━━ Information provided ━━

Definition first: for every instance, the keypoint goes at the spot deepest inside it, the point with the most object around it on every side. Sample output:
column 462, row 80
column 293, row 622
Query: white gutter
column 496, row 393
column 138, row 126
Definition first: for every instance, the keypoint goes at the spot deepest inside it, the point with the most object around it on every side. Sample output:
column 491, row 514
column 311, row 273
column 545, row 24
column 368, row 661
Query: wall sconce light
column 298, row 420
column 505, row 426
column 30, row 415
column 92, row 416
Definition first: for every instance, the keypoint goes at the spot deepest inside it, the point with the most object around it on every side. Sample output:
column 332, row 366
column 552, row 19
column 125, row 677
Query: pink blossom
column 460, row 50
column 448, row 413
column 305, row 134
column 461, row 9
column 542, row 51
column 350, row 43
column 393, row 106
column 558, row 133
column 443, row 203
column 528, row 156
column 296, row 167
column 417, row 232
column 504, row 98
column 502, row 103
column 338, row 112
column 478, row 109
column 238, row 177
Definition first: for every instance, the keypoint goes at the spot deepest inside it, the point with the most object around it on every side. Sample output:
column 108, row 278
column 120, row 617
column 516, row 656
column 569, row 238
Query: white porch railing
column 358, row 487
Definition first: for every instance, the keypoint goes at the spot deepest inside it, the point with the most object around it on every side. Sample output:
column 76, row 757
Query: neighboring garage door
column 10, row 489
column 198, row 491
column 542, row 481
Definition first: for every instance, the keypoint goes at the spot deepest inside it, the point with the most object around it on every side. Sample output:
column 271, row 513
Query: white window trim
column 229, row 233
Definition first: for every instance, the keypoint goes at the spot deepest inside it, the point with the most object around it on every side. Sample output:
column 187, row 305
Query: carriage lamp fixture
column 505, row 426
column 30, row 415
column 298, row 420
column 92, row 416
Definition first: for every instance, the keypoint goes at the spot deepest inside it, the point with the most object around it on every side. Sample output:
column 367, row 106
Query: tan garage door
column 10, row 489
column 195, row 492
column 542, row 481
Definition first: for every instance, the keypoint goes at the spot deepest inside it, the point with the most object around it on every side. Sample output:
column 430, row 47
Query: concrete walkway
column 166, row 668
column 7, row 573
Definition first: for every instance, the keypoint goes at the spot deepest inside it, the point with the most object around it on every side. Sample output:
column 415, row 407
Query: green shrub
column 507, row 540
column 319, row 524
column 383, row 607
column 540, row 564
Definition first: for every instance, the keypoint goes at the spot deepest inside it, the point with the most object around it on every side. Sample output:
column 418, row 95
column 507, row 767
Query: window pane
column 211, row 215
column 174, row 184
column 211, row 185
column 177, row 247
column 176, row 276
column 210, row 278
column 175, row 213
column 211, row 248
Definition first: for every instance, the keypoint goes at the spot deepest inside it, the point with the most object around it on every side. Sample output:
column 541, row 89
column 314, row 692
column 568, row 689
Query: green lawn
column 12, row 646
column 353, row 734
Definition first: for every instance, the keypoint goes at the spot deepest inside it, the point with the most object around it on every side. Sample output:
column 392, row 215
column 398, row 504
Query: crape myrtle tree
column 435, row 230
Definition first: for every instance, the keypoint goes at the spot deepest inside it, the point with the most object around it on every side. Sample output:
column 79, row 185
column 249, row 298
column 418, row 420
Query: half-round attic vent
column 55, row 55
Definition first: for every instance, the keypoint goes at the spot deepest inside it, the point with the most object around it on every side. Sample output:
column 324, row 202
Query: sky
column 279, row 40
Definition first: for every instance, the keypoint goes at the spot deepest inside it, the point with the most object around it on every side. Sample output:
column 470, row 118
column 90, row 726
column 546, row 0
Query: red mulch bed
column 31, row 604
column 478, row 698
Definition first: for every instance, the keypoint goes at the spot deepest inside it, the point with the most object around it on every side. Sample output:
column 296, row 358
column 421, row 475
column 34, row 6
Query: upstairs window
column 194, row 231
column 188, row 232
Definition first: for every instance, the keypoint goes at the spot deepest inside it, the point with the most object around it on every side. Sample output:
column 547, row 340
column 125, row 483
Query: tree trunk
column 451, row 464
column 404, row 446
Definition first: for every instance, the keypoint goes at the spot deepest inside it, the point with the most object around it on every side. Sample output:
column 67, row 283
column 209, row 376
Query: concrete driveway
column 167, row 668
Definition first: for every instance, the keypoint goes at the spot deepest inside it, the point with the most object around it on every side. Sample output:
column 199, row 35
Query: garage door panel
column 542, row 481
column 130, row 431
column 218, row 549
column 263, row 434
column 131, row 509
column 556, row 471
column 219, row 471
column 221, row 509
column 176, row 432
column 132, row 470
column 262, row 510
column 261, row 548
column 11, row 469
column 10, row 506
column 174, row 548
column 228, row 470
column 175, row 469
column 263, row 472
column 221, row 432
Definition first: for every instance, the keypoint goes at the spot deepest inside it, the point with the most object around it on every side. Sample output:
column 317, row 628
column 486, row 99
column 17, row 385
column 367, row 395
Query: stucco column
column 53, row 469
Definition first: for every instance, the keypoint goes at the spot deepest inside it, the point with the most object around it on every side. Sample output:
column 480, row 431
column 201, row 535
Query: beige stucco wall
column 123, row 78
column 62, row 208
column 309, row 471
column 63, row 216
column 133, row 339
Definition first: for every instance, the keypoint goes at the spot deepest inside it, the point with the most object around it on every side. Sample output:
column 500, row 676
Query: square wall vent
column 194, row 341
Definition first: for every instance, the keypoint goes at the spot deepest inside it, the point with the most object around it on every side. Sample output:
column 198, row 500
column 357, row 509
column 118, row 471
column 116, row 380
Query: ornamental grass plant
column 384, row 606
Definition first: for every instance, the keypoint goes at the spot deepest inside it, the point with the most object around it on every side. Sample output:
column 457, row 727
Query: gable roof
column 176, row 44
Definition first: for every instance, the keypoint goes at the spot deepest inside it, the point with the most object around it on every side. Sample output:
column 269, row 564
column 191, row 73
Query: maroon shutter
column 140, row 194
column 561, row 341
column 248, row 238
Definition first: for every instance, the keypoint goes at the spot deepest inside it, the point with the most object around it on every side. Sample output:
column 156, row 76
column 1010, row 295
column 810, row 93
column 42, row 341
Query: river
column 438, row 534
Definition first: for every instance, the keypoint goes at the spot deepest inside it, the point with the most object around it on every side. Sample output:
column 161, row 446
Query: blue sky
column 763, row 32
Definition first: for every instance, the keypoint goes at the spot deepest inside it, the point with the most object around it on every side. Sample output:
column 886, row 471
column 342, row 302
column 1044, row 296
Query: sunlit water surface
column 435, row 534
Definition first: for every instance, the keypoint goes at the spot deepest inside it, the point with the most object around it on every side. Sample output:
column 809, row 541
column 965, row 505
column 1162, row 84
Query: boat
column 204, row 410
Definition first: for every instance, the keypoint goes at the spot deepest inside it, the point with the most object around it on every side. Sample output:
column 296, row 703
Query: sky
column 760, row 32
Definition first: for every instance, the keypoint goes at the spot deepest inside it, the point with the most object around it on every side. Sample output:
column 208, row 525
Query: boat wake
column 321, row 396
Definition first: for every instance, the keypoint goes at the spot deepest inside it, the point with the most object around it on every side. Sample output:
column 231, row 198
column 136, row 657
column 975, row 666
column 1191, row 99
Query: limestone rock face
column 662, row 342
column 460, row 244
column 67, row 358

━━━

Render every line of the listing as a Markdown table with two columns, No. and Text, giving each line its own row number and omitting blank lines.

▶ _Finished answer_
| No. | Text |
|---|---|
| 1 | Definition first: for every instance, the keypoint goes at the spot deepest inside it, the point with the most object around it on every side. Sample output: |
| 2 | column 462, row 80 |
| 3 | column 293, row 622 |
| 4 | Query: white gutter |
| 5 | column 496, row 393 |
| 6 | column 138, row 126 |
| 7 | Definition first: for every instance, the keypoint goes at the spot deepest inside it, the point with the most object around it on every side. Sample output: |
| 8 | column 491, row 514 |
| 9 | column 311, row 273 |
| 10 | column 545, row 24 |
| 11 | column 368, row 661 |
| 12 | Query: wall sconce light |
| 13 | column 298, row 420 |
| 14 | column 505, row 426 |
| 15 | column 30, row 415 |
| 16 | column 92, row 416 |
| 17 | Definition first: for every instance, the keypoint goes at the spot deepest inside it, the point with the most object around it on every side. Sample output: |
| 18 | column 332, row 366 |
| 19 | column 552, row 19 |
| 20 | column 125, row 677 |
| 21 | Query: pink blossom |
| 22 | column 460, row 50 |
| 23 | column 448, row 413 |
| 24 | column 305, row 134 |
| 25 | column 461, row 9 |
| 26 | column 542, row 51 |
| 27 | column 350, row 43 |
| 28 | column 393, row 106 |
| 29 | column 558, row 133 |
| 30 | column 443, row 203 |
| 31 | column 528, row 156 |
| 32 | column 296, row 167 |
| 33 | column 417, row 232 |
| 34 | column 504, row 98 |
| 35 | column 502, row 103 |
| 36 | column 338, row 112 |
| 37 | column 478, row 109 |
| 38 | column 238, row 177 |
| 39 | Definition first: for every instance, the keypoint goes at the spot deepest inside it, the point with the most object around it on every side. Sample output: |
| 40 | column 108, row 278 |
| 41 | column 120, row 617 |
| 42 | column 516, row 656 |
| 43 | column 569, row 238 |
| 44 | Query: white porch railing |
| 45 | column 358, row 487 |
| 46 | Definition first: for every instance, the keypoint goes at the spot deepest inside it, the point with the most object around it on every side. Sample output: |
| 47 | column 76, row 757 |
| 48 | Query: neighboring garage door |
| 49 | column 10, row 489 |
| 50 | column 198, row 491 |
| 51 | column 542, row 481 |
| 52 | Definition first: for every instance, the keypoint goes at the spot deepest inside it, the point with the most object around it on every side. Sample output: |
| 53 | column 271, row 513 |
| 54 | Query: white window trim |
| 55 | column 229, row 233 |
| 56 | Definition first: for every instance, the keypoint goes at the spot deepest inside it, the point with the most object around it on every side. Sample output: |
| 57 | column 187, row 305 |
| 58 | Query: carriage lamp fixture |
| 59 | column 505, row 426 |
| 60 | column 30, row 415 |
| 61 | column 298, row 420 |
| 62 | column 92, row 416 |
| 63 | Definition first: for every instance, the keypoint goes at the spot deepest inside it, the point with the most object around it on every side. Sample output: |
| 64 | column 367, row 106 |
| 65 | Query: tan garage door |
| 66 | column 10, row 489 |
| 67 | column 195, row 492 |
| 68 | column 542, row 481 |
| 69 | Definition first: for every instance, the keypoint goes at the spot deepest inside it, the point with the most object around it on every side. Sample output: |
| 70 | column 430, row 47 |
| 71 | Query: concrete walkway |
| 72 | column 166, row 668 |
| 73 | column 7, row 573 |
| 74 | Definition first: for every instance, the keypoint goes at the spot deepest inside it, the point with the most object around it on every side. Sample output: |
| 75 | column 415, row 407 |
| 76 | Query: green shrub |
| 77 | column 507, row 540 |
| 78 | column 319, row 524 |
| 79 | column 383, row 607 |
| 80 | column 540, row 564 |
| 81 | Definition first: for every instance, the keypoint goes at the spot deepest inside it, the point with the most object around it on every side. Sample output: |
| 82 | column 418, row 95 |
| 83 | column 507, row 767 |
| 84 | Query: window pane |
| 85 | column 211, row 215 |
| 86 | column 174, row 184 |
| 87 | column 211, row 185 |
| 88 | column 177, row 247 |
| 89 | column 176, row 276 |
| 90 | column 210, row 278 |
| 91 | column 175, row 213 |
| 92 | column 211, row 248 |
| 93 | Definition first: for every instance, the keypoint goes at the spot deepest inside it, the point with the most object around it on every side. Sample output: |
| 94 | column 541, row 89 |
| 95 | column 314, row 692 |
| 96 | column 568, row 689 |
| 97 | Query: green lawn |
| 98 | column 12, row 646 |
| 99 | column 353, row 734 |
| 100 | Definition first: for every instance, the keypoint goes at the spot deepest inside it, the point with the most object around it on every side. Sample output: |
| 101 | column 392, row 215 |
| 102 | column 398, row 504 |
| 103 | Query: crape myrtle tree |
| 104 | column 435, row 230 |
| 105 | Definition first: for every instance, the keypoint goes at the spot deepest inside it, the point with the most object around it on every side. Sample output: |
| 106 | column 79, row 185 |
| 107 | column 249, row 298 |
| 108 | column 418, row 420 |
| 109 | Query: half-round attic vent |
| 110 | column 55, row 55 |
| 111 | Definition first: for every instance, the keypoint goes at the spot deepest inside it, the point with the most object around it on every side. Sample output: |
| 112 | column 324, row 202 |
| 113 | Query: sky |
| 114 | column 279, row 40 |
| 115 | Definition first: for every instance, the keypoint goes at the spot deepest inside it, the point with the most object around it on every side. Sample output: |
| 116 | column 470, row 118 |
| 117 | column 90, row 726 |
| 118 | column 546, row 0 |
| 119 | Query: red mulch bed |
| 120 | column 31, row 604 |
| 121 | column 478, row 698 |
| 122 | Definition first: for every instance, the keypoint goes at the spot deepest inside it, the point with the most object around it on every side. Sample output: |
| 123 | column 296, row 358 |
| 124 | column 421, row 475 |
| 125 | column 34, row 6 |
| 126 | Query: upstairs window |
| 127 | column 194, row 231 |
| 128 | column 188, row 232 |
| 129 | Definition first: for every instance, the keypoint goes at the spot deepest inside it, the point with the most object around it on every side. Sample output: |
| 130 | column 547, row 340 |
| 131 | column 125, row 483 |
| 132 | Query: tree trunk |
| 133 | column 451, row 464 |
| 134 | column 404, row 446 |
| 135 | Definition first: for every instance, the keypoint goes at the spot deepest inside it, the point with the most object around it on every side. Sample output: |
| 136 | column 67, row 283 |
| 137 | column 209, row 376 |
| 138 | Query: concrete driveway |
| 139 | column 167, row 668 |
| 140 | Definition first: for every instance, the keypoint goes at the spot deepest inside it, the point with the most object around it on every side. Sample output: |
| 141 | column 199, row 35 |
| 142 | Query: garage door panel |
| 143 | column 542, row 481 |
| 144 | column 130, row 431 |
| 145 | column 218, row 549 |
| 146 | column 263, row 434 |
| 147 | column 131, row 509 |
| 148 | column 556, row 471 |
| 149 | column 219, row 471 |
| 150 | column 221, row 509 |
| 151 | column 176, row 432 |
| 152 | column 132, row 470 |
| 153 | column 262, row 510 |
| 154 | column 261, row 548 |
| 155 | column 11, row 469 |
| 156 | column 10, row 506 |
| 157 | column 174, row 548 |
| 158 | column 228, row 470 |
| 159 | column 175, row 469 |
| 160 | column 263, row 472 |
| 161 | column 221, row 432 |
| 162 | Definition first: for every instance, the keypoint goes at the spot deepest inside it, the point with the most object around it on every side. Sample output: |
| 163 | column 317, row 628 |
| 164 | column 486, row 99 |
| 165 | column 17, row 385 |
| 166 | column 367, row 395 |
| 167 | Query: stucco column |
| 168 | column 53, row 469 |
| 169 | Definition first: for every instance, the keypoint goes at the spot deepest inside it, the point with the most object around it on every side. Sample output: |
| 170 | column 480, row 431 |
| 171 | column 201, row 535 |
| 172 | Query: beige stucco wall |
| 173 | column 123, row 78 |
| 174 | column 62, row 208 |
| 175 | column 309, row 471 |
| 176 | column 63, row 216 |
| 177 | column 133, row 339 |
| 178 | Definition first: for every instance, the keypoint goes at the spot deepest inside it, the point with the most object around it on every side. Sample output: |
| 179 | column 500, row 676 |
| 180 | Query: square wall vent |
| 181 | column 194, row 341 |
| 182 | Definition first: for every instance, the keypoint goes at the spot deepest inside it, the point with the most object around it on every side. Sample output: |
| 183 | column 198, row 500 |
| 184 | column 357, row 509 |
| 185 | column 118, row 471 |
| 186 | column 116, row 380 |
| 187 | Query: ornamental grass plant |
| 188 | column 384, row 606 |
| 189 | Definition first: for every instance, the keypoint goes at the spot deepest inside it, the point with the most object around it on every side. Sample output: |
| 190 | column 457, row 727 |
| 191 | Query: gable roof |
| 192 | column 176, row 44 |
| 193 | Definition first: for every instance, the keypoint goes at the spot deepest inside it, the point with the most object around it on every side. Sample output: |
| 194 | column 269, row 564 |
| 195 | column 191, row 73 |
| 196 | Query: maroon shutter |
| 197 | column 140, row 194 |
| 198 | column 561, row 341 |
| 199 | column 248, row 238 |
| 200 | Definition first: for every instance, the keypoint goes at the spot deepest inside it, the point with the most object around it on every side. Sample output: |
| 201 | column 156, row 76 |
| 202 | column 1010, row 295 |
| 203 | column 810, row 93 |
| 204 | column 42, row 341 |
| 205 | Query: river |
| 206 | column 438, row 534 |
| 207 | Definition first: for every instance, the keypoint goes at the spot deepest inside it, the point with the most object around it on every side. Sample output: |
| 208 | column 161, row 446 |
| 209 | Query: blue sky |
| 210 | column 763, row 32 |
| 211 | Definition first: for every instance, the keypoint goes at the spot deepest inside it, the point with the most object around it on every side. Sample output: |
| 212 | column 886, row 471 |
| 213 | column 342, row 302 |
| 214 | column 1044, row 296 |
| 215 | Query: sunlit water surface |
| 216 | column 435, row 534 |
| 217 | Definition first: for every instance, the keypoint goes at the spot deepest inside it, the point with the most object around it on every side. Sample output: |
| 218 | column 809, row 541 |
| 219 | column 965, row 505 |
| 220 | column 1162, row 84 |
| 221 | Query: boat |
| 222 | column 204, row 410 |
| 223 | Definition first: for every instance, the keypoint goes at the spot deepest inside it, the point with the most object around it on every side. Sample output: |
| 224 | column 296, row 703 |
| 225 | Query: sky |
| 226 | column 760, row 32 |
| 227 | Definition first: for every instance, the keypoint goes at the spot deepest inside it, the point with the most object around it on every side. Sample output: |
| 228 | column 208, row 525 |
| 229 | Query: boat wake |
| 230 | column 321, row 396 |
| 231 | Definition first: for every instance, the keypoint goes at the spot deepest inside it, the point with the most object around it on every side. Sample output: |
| 232 | column 231, row 198 |
| 233 | column 136, row 657 |
| 234 | column 975, row 666 |
| 235 | column 1191, row 99 |
| 236 | Query: limestone rock face |
| 237 | column 662, row 342 |
| 238 | column 460, row 244 |
| 239 | column 67, row 358 |